Directive: Only the lines from the line holding "the red ink" to the last line should be output, each exactly as given.
——
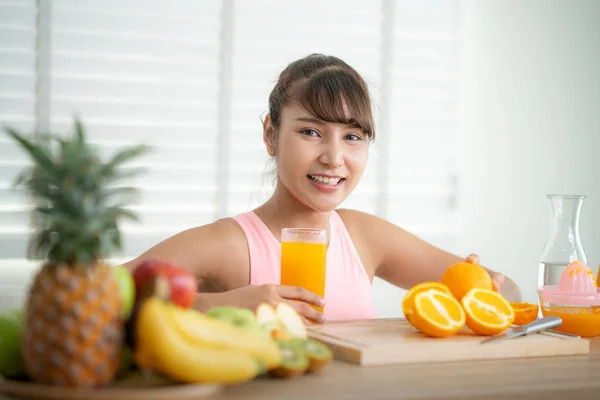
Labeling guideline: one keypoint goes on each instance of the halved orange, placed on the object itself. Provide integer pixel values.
(409, 298)
(463, 276)
(437, 314)
(488, 312)
(524, 312)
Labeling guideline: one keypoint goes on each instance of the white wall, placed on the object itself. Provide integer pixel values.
(532, 127)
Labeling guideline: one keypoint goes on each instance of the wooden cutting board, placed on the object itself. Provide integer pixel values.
(395, 341)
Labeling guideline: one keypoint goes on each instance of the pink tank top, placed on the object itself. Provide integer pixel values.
(347, 285)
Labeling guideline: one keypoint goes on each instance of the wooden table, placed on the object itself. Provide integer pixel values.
(548, 378)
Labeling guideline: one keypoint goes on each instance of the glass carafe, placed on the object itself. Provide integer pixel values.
(564, 244)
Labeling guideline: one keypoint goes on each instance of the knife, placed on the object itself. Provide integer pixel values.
(536, 326)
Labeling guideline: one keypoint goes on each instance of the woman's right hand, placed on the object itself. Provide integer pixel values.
(252, 296)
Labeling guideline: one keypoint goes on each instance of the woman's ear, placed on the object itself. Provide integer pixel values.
(269, 135)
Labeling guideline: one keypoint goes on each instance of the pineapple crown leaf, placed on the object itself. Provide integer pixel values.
(78, 212)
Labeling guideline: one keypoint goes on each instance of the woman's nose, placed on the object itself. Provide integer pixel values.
(332, 156)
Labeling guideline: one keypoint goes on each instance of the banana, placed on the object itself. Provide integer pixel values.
(162, 348)
(217, 334)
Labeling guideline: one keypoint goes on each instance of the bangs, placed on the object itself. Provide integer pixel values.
(334, 95)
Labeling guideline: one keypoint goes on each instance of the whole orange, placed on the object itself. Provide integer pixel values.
(462, 277)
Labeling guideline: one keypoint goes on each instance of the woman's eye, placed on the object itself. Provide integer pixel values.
(309, 132)
(353, 137)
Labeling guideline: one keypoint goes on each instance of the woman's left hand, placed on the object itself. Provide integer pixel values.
(497, 277)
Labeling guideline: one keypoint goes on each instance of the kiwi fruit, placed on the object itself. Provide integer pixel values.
(294, 361)
(319, 355)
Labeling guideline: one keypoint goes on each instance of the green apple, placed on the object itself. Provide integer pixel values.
(12, 324)
(237, 316)
(126, 288)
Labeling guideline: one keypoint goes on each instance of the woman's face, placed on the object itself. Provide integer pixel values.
(318, 162)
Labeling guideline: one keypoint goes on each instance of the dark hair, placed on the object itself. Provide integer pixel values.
(326, 87)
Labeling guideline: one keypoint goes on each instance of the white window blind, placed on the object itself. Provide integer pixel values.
(192, 78)
(423, 118)
(144, 72)
(17, 109)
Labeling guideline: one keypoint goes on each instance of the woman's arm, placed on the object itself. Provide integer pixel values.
(217, 255)
(404, 260)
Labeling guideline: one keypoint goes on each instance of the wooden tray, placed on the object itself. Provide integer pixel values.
(135, 386)
(395, 341)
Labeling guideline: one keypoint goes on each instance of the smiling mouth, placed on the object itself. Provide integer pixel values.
(323, 180)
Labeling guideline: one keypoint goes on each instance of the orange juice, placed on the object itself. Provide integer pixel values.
(303, 261)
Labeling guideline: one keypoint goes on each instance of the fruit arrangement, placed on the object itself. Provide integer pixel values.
(89, 324)
(464, 296)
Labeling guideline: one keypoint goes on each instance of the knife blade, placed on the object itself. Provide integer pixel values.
(536, 326)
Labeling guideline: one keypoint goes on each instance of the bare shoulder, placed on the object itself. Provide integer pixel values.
(364, 230)
(217, 253)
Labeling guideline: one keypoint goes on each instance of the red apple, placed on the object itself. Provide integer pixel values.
(182, 283)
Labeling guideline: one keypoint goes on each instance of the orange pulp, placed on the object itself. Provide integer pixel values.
(584, 322)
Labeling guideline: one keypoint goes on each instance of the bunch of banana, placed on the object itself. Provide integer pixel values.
(188, 346)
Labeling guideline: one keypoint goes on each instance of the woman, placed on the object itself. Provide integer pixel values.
(318, 130)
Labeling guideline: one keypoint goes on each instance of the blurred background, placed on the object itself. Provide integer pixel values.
(482, 108)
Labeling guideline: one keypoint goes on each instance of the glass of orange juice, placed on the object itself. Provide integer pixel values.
(303, 259)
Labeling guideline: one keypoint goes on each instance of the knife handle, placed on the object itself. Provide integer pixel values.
(542, 324)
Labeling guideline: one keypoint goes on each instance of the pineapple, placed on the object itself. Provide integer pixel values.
(74, 325)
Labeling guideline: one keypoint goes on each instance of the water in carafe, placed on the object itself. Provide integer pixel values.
(564, 244)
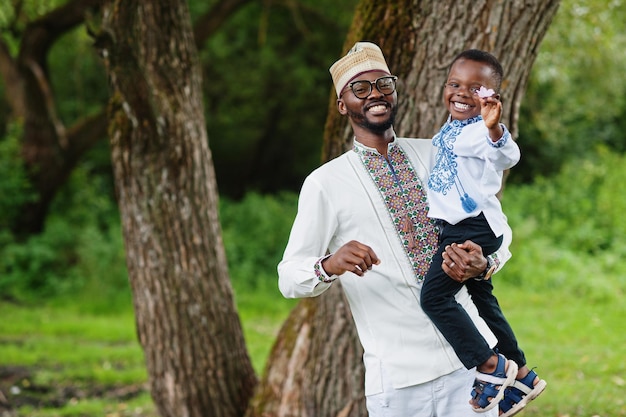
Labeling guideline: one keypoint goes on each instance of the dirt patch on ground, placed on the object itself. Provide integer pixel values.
(17, 389)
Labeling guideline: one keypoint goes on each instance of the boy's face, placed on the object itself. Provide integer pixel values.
(464, 79)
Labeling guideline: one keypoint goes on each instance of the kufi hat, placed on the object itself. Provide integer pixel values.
(363, 57)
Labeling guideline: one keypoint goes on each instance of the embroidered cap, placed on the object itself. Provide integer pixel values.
(363, 57)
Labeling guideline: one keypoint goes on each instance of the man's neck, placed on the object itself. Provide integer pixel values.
(379, 141)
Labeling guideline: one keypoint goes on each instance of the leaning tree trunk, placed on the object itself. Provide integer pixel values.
(419, 38)
(186, 319)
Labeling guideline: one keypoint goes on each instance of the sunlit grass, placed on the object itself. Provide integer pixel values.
(574, 343)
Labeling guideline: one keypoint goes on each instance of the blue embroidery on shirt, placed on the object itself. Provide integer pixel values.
(445, 173)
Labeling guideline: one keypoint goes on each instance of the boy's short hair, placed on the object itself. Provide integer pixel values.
(486, 58)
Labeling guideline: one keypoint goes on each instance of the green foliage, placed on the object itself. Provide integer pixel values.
(15, 188)
(80, 250)
(569, 229)
(267, 88)
(255, 233)
(576, 96)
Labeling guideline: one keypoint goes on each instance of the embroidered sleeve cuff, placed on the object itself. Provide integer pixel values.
(320, 273)
(502, 141)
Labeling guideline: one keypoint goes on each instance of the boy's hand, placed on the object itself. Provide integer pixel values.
(491, 110)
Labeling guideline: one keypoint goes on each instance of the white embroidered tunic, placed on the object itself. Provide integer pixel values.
(469, 165)
(361, 196)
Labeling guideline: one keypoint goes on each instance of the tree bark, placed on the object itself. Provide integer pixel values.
(51, 149)
(197, 362)
(419, 38)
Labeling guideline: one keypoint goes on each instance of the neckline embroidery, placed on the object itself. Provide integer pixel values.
(406, 203)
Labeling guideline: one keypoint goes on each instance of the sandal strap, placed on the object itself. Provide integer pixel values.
(492, 379)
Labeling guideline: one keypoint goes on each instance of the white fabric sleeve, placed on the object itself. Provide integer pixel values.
(312, 230)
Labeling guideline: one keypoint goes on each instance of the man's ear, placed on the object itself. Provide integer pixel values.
(341, 106)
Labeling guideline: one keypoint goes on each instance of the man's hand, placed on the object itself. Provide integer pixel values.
(463, 261)
(351, 257)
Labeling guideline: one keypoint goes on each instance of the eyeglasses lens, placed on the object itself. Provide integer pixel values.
(362, 89)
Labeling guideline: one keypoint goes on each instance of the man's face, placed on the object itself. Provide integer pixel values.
(459, 94)
(376, 112)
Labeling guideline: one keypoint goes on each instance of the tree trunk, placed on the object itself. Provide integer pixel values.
(419, 38)
(187, 323)
(51, 149)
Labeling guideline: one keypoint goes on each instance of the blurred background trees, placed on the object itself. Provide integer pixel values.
(266, 90)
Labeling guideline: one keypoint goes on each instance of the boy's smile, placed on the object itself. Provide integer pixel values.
(464, 80)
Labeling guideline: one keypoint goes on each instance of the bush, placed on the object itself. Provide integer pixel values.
(568, 230)
(255, 232)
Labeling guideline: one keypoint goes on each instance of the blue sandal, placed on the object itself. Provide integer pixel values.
(521, 393)
(489, 388)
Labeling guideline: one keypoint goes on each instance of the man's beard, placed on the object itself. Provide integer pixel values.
(381, 127)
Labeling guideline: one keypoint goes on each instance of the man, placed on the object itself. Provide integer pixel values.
(362, 218)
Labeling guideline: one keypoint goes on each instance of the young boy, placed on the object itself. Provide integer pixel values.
(473, 149)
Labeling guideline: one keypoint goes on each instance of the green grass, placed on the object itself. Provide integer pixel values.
(575, 344)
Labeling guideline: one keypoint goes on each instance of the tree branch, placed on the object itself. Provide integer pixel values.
(9, 73)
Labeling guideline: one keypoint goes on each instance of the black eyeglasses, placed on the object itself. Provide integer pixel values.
(363, 88)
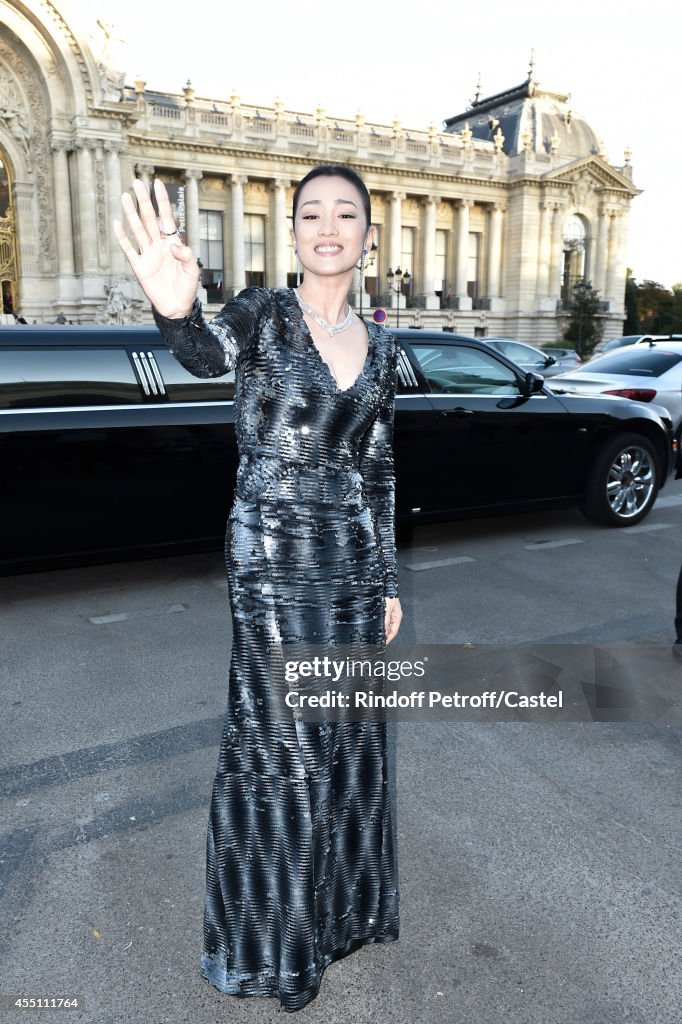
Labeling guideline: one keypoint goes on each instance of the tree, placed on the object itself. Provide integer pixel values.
(585, 328)
(632, 325)
(655, 305)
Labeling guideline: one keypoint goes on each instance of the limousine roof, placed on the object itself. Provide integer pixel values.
(76, 334)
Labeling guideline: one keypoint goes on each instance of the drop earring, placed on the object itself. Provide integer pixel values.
(361, 269)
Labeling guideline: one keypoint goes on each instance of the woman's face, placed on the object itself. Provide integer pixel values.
(330, 229)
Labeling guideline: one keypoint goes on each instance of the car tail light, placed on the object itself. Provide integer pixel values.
(636, 393)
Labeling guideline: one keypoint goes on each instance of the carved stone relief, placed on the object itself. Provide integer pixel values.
(25, 118)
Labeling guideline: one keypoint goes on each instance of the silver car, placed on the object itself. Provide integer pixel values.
(650, 373)
(530, 358)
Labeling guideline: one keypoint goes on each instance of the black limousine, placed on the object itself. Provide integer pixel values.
(112, 450)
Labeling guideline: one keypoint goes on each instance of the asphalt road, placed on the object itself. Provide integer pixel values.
(539, 862)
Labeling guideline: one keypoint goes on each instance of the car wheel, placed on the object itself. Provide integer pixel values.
(624, 481)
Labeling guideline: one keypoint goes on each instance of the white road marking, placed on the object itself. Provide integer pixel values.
(646, 528)
(437, 563)
(121, 616)
(669, 502)
(540, 545)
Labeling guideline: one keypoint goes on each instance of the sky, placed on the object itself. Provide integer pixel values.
(619, 61)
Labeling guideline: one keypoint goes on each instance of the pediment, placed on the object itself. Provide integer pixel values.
(591, 173)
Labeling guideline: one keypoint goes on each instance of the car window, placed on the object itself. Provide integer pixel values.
(460, 370)
(634, 363)
(521, 353)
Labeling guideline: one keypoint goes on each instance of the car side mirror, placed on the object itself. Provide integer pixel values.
(533, 383)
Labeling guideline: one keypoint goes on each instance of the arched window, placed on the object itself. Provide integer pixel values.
(7, 241)
(574, 254)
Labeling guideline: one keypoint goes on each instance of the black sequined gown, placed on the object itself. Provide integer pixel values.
(301, 862)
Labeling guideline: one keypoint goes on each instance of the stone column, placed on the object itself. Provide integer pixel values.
(599, 276)
(495, 250)
(395, 241)
(114, 189)
(556, 257)
(103, 249)
(544, 255)
(463, 253)
(145, 173)
(280, 232)
(192, 179)
(239, 271)
(87, 207)
(613, 260)
(62, 212)
(427, 276)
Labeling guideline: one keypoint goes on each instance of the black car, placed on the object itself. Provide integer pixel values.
(111, 449)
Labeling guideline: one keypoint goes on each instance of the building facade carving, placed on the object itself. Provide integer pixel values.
(494, 216)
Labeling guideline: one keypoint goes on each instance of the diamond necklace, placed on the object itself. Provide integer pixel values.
(331, 329)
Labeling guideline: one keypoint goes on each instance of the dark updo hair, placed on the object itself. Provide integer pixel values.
(336, 171)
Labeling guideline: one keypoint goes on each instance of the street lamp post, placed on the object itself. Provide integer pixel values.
(401, 279)
(372, 255)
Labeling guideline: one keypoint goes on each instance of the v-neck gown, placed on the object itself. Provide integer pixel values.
(301, 859)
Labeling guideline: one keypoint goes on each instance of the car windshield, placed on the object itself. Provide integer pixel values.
(635, 363)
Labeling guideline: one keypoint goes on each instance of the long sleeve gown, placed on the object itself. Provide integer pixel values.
(301, 865)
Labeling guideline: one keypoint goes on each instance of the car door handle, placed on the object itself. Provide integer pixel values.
(458, 412)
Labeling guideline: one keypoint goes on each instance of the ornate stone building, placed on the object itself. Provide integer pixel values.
(494, 216)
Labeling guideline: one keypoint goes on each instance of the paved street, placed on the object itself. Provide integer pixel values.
(539, 862)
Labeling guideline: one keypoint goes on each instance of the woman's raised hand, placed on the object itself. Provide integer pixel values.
(166, 269)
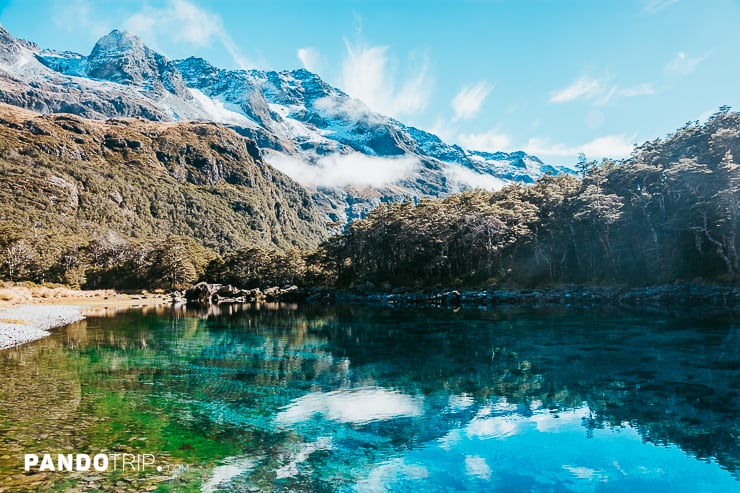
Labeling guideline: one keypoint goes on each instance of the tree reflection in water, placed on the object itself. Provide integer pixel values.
(325, 398)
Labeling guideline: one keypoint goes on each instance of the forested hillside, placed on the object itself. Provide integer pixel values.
(134, 204)
(669, 213)
(112, 203)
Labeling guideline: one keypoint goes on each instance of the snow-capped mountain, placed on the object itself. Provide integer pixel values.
(350, 157)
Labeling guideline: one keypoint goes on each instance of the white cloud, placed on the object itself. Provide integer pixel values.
(468, 101)
(75, 16)
(598, 91)
(477, 466)
(610, 146)
(369, 75)
(652, 6)
(359, 406)
(347, 108)
(683, 64)
(488, 141)
(582, 88)
(336, 170)
(467, 178)
(184, 22)
(310, 58)
(643, 89)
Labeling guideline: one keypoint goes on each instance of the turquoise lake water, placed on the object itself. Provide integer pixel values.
(369, 399)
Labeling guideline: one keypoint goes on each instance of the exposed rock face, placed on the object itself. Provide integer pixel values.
(305, 127)
(123, 58)
(134, 178)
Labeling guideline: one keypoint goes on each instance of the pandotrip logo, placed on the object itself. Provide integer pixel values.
(113, 462)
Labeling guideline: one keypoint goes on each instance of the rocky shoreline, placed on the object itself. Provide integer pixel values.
(26, 323)
(674, 295)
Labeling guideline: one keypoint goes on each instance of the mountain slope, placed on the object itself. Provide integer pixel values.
(136, 179)
(350, 157)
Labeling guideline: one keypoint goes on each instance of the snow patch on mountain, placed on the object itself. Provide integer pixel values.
(217, 110)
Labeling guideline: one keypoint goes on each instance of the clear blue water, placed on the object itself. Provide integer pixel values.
(376, 399)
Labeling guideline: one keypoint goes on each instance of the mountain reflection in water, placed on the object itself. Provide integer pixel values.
(368, 399)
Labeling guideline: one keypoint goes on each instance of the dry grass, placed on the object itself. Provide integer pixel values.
(15, 294)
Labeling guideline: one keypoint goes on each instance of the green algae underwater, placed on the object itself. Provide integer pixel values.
(307, 398)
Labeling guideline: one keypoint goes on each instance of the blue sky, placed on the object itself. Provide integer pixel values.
(553, 78)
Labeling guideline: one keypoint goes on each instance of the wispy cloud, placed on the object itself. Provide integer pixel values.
(487, 141)
(466, 177)
(310, 58)
(370, 75)
(652, 6)
(598, 92)
(184, 22)
(683, 64)
(76, 16)
(615, 91)
(611, 146)
(468, 101)
(581, 88)
(354, 169)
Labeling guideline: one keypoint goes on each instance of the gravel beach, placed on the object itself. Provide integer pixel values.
(24, 323)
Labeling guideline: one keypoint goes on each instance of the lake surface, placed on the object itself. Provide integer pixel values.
(376, 399)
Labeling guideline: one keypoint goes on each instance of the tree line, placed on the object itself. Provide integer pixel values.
(668, 213)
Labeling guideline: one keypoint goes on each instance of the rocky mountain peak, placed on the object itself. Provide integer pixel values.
(123, 58)
(9, 46)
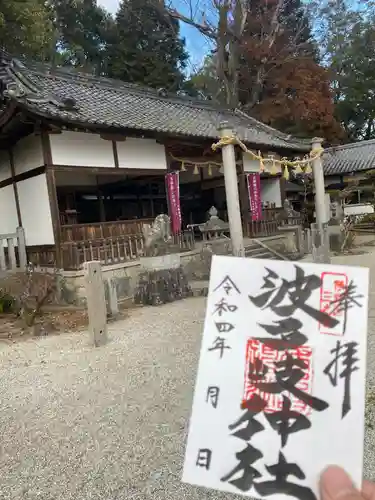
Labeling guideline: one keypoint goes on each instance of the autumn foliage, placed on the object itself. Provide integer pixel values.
(296, 98)
(281, 80)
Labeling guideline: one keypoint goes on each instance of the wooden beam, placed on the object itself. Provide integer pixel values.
(115, 154)
(102, 215)
(52, 195)
(109, 171)
(15, 189)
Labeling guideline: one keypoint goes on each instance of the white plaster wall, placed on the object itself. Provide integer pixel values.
(141, 154)
(28, 154)
(8, 210)
(35, 211)
(5, 171)
(81, 149)
(270, 191)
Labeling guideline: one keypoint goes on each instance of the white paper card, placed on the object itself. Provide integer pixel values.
(280, 388)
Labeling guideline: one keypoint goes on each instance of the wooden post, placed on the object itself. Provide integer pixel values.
(151, 200)
(112, 298)
(11, 254)
(15, 189)
(52, 195)
(321, 228)
(22, 256)
(231, 191)
(96, 305)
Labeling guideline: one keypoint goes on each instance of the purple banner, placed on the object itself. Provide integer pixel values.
(173, 193)
(253, 187)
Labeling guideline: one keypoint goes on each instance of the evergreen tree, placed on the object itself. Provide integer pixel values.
(26, 28)
(84, 33)
(146, 48)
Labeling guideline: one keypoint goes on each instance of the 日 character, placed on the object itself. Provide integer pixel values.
(280, 484)
(204, 458)
(213, 395)
(228, 285)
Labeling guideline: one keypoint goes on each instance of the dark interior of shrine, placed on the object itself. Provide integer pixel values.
(138, 198)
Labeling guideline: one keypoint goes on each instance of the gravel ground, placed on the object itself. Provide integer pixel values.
(110, 423)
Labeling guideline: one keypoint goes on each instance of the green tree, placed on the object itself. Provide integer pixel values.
(84, 32)
(347, 40)
(146, 48)
(26, 28)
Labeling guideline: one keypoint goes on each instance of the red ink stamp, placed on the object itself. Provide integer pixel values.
(334, 286)
(261, 357)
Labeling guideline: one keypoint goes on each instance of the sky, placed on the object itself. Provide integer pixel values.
(196, 44)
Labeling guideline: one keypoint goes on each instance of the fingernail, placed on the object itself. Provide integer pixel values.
(335, 482)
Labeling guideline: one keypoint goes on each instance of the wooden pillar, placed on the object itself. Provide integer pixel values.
(52, 195)
(282, 190)
(151, 200)
(244, 198)
(231, 191)
(102, 215)
(96, 304)
(15, 189)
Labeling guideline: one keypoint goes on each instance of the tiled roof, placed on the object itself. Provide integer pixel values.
(349, 158)
(82, 99)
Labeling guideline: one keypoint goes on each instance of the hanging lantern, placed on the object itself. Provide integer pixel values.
(308, 169)
(273, 170)
(286, 173)
(261, 162)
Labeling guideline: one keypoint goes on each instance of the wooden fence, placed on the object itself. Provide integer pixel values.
(115, 250)
(264, 228)
(102, 230)
(13, 251)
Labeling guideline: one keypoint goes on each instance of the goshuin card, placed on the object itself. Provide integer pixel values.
(280, 390)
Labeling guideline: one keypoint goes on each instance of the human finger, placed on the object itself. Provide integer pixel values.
(368, 490)
(336, 484)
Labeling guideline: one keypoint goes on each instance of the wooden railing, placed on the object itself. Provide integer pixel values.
(101, 230)
(106, 250)
(264, 228)
(115, 250)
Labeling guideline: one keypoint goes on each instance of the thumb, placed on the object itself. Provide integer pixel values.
(335, 484)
——
Written solution:
Labeling guideline: one keypoint goes on each instance of the red ink stamp, placed on the object itself. Provide integer pixel values.
(334, 286)
(261, 357)
Labeling guideline: one keypoint goes on each instance of the sky, placed on the object itself. Provide integer pixel values.
(196, 44)
Labeling guideline: one keypoint goes on each instance of the fingernail, placed on the object itself. Provide integer pixel values.
(335, 482)
Labeling guideline: one keypoint goes on each instance of the wooden pillar, placed on the object itself. Provide integer pixel values.
(52, 195)
(282, 190)
(151, 200)
(244, 198)
(231, 191)
(102, 215)
(96, 304)
(15, 189)
Labeling guideline: one keypoint goes on each instance of the tiled roof, placed on the object itself. Provide integer pixel values.
(349, 158)
(82, 99)
Labeling guideline: one keypoint goes on each instance of the hanging lantern, placed on the object itself. Provide integer pixel values.
(308, 169)
(273, 170)
(286, 173)
(261, 162)
Labeling guideline: one keypoint goes on each instance of the wooden fence, placed on the object itself. Provide integer pixel values.
(115, 250)
(264, 228)
(102, 230)
(13, 251)
Labeling guideline: one keypoint goes on each instance of the goshuin card, placed on the object itself. Provide integer pixel values.
(280, 390)
Labeling guideline: one keypoint goes on each instance of the human finger, placed on the object itself. Provide integer pixel values.
(368, 490)
(336, 484)
Labeling guideline: one keypoint goes on each instance of the wooden railing, placed on the object itself. Provide integer pixel values.
(101, 230)
(106, 250)
(264, 228)
(115, 250)
Labeling guideline: one keypoint goes on each instance of the thumb, placed on the object itself. Provide integer pixel values.
(335, 484)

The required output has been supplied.